Items from a dataset:

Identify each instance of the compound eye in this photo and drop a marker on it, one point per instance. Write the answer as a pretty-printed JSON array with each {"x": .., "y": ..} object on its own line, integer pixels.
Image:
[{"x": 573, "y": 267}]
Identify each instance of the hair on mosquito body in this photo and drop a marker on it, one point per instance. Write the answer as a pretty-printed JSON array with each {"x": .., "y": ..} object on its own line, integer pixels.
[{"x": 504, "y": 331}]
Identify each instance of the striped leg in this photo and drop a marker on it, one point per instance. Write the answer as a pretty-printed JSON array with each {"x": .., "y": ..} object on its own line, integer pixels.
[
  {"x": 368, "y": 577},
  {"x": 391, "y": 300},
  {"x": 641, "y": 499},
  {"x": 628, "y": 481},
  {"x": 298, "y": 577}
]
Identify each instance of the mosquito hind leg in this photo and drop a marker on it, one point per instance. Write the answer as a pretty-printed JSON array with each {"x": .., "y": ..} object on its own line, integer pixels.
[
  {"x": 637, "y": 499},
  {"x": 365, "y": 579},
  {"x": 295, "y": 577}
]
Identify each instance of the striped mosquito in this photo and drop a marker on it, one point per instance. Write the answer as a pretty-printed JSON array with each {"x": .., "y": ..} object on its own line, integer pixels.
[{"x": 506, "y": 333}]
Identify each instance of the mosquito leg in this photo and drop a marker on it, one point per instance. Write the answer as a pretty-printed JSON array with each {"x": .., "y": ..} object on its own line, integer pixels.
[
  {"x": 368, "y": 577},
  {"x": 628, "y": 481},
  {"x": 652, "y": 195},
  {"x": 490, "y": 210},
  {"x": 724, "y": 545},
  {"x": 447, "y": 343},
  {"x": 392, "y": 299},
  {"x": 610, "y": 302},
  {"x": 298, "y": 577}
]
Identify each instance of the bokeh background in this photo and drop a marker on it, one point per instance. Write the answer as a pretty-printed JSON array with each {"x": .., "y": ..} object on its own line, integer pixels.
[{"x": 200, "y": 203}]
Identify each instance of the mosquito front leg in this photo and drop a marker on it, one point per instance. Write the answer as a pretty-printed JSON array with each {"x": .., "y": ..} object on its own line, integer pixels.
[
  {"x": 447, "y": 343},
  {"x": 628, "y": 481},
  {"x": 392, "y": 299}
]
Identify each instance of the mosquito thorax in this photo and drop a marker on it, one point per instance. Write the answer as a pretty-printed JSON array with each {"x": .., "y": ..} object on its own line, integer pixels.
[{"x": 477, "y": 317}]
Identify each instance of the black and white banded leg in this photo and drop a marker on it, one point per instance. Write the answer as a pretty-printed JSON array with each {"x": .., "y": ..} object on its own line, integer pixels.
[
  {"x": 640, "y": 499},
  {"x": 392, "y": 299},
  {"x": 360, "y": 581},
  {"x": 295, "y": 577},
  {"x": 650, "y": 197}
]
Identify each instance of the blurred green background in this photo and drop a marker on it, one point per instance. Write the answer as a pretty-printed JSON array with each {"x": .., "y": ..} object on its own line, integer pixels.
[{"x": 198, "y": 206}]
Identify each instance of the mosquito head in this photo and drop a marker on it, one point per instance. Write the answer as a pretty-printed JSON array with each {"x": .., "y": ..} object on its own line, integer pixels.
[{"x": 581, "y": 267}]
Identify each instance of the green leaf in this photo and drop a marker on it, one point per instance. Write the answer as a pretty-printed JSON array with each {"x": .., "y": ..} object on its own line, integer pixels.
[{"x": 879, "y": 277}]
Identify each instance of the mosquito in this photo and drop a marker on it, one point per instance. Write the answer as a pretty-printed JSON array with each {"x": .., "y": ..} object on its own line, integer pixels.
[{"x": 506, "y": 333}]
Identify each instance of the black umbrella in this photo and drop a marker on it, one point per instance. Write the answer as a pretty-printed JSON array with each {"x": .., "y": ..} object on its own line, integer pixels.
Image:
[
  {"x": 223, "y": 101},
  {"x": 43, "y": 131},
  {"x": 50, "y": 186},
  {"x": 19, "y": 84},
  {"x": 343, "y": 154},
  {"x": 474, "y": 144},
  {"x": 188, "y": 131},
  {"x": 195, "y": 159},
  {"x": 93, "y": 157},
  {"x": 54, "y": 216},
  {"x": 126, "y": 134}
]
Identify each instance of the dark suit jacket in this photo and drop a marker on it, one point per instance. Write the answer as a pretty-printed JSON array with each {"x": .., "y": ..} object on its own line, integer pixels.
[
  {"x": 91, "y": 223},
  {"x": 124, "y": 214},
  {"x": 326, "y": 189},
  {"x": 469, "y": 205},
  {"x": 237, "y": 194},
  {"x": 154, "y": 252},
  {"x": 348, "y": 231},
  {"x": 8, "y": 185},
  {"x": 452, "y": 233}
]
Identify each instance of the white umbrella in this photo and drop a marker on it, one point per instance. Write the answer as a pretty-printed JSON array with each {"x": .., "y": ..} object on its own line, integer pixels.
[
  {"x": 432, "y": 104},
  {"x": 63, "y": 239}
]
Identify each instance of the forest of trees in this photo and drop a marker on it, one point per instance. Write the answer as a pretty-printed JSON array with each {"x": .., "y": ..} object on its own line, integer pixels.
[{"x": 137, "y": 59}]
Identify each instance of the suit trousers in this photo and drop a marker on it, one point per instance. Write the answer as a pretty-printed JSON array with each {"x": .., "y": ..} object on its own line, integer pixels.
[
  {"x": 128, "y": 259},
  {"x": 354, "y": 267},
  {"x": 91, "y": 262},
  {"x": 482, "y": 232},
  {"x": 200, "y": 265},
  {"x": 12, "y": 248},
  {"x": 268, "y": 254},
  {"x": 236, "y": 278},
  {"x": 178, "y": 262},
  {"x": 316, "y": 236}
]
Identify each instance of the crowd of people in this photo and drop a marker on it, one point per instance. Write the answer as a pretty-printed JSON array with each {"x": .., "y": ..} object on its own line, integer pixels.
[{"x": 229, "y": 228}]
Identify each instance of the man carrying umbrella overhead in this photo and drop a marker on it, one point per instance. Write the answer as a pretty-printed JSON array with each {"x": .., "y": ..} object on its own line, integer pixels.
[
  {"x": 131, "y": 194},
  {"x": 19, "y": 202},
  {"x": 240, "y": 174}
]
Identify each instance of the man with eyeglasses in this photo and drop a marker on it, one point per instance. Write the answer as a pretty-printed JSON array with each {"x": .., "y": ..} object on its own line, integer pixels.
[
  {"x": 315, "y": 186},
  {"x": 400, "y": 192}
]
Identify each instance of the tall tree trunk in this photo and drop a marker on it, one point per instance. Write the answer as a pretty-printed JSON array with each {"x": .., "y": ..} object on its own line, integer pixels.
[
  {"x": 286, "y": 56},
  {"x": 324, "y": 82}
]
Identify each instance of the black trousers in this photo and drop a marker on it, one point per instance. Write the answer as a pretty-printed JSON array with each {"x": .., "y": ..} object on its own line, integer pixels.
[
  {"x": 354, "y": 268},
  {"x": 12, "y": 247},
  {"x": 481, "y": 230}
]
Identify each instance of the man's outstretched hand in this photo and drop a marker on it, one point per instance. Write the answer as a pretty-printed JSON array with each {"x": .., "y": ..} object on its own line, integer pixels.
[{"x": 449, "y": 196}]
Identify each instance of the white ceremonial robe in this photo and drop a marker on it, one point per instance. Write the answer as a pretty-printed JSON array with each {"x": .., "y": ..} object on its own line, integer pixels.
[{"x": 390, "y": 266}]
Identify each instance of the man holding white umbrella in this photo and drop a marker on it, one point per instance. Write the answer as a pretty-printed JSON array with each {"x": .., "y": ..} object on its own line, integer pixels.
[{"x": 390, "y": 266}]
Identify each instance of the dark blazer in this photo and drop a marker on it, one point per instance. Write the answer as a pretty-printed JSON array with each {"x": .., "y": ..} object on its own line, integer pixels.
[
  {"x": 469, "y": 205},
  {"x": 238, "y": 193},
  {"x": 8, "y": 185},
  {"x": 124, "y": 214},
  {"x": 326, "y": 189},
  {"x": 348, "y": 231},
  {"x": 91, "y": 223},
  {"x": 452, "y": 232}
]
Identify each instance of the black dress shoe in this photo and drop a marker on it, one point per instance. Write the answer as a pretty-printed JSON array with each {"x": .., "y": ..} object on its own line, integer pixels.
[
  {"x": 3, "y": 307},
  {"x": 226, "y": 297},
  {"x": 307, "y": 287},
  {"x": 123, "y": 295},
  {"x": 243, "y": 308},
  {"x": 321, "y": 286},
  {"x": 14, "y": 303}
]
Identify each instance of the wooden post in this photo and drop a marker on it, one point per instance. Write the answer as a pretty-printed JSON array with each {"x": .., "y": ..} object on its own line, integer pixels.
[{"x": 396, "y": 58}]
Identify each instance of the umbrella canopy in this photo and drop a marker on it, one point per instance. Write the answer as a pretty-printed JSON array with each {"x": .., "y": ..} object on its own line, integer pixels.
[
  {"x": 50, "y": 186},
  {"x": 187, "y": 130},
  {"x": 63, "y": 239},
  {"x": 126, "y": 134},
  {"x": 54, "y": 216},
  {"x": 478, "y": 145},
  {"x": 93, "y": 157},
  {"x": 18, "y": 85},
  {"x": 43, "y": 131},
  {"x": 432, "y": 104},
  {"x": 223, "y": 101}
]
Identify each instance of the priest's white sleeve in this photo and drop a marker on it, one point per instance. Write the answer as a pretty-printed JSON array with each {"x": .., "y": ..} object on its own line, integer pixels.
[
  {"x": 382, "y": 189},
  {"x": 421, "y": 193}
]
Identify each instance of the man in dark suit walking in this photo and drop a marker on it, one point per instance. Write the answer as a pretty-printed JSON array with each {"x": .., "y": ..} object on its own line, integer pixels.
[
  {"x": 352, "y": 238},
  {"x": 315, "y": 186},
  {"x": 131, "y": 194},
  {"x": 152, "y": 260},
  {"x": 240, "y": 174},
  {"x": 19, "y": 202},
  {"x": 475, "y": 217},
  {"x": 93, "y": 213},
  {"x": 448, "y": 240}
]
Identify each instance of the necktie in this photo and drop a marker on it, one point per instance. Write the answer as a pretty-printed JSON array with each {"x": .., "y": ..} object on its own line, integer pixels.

TASK BRIEF: From the line containing "Identify each instance of the man in" down to the last line of the data above, copy every line exactly; leave out all other lines.

EXERCISE SOLUTION:
Identify each instance of the man in dark suit walking in this photo and drop a marker on it, one point per instance. Write the answer as a pretty-printed JSON array with each {"x": .., "y": ..} object on its own line, integer pixels.
[
  {"x": 352, "y": 238},
  {"x": 315, "y": 186},
  {"x": 131, "y": 194},
  {"x": 152, "y": 260},
  {"x": 240, "y": 174},
  {"x": 19, "y": 202},
  {"x": 475, "y": 217},
  {"x": 93, "y": 213},
  {"x": 448, "y": 240}
]
Identify each instance of the necktie in this photo and drop a marker on it, one point per instance. Write the answer as a pretty-printed JSON array with each {"x": .., "y": ..} object on its own line, integer pixels.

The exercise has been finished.